(Lines of data)
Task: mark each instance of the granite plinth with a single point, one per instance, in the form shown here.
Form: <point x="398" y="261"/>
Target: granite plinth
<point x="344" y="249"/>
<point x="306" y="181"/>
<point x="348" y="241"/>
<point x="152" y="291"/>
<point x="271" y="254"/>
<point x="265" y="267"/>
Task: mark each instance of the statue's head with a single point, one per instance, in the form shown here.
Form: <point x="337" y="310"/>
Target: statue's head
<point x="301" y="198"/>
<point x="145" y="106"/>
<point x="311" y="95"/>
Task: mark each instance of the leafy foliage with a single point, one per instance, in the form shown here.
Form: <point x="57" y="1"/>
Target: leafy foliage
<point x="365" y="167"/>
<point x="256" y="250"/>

*WHAT YOU WILL DO*:
Nothing should be left out: return all of the records exactly.

*OUTPUT OF THE EXERCISE*:
Task: mark each instance of the granite plinth with a single point, one per instance, in the form shown here.
Form: <point x="398" y="261"/>
Target: granite plinth
<point x="344" y="249"/>
<point x="306" y="181"/>
<point x="348" y="241"/>
<point x="152" y="291"/>
<point x="271" y="254"/>
<point x="265" y="267"/>
Task: mark each instance of the statue's head with a single point, one per instance, in the form shown here.
Form: <point x="337" y="310"/>
Target: statue's head
<point x="301" y="198"/>
<point x="145" y="106"/>
<point x="311" y="95"/>
Task: mark each instance of the leafy foliage with a single point, one per instance, in the form shown here.
Form: <point x="57" y="1"/>
Target: leafy foliage
<point x="365" y="167"/>
<point x="256" y="250"/>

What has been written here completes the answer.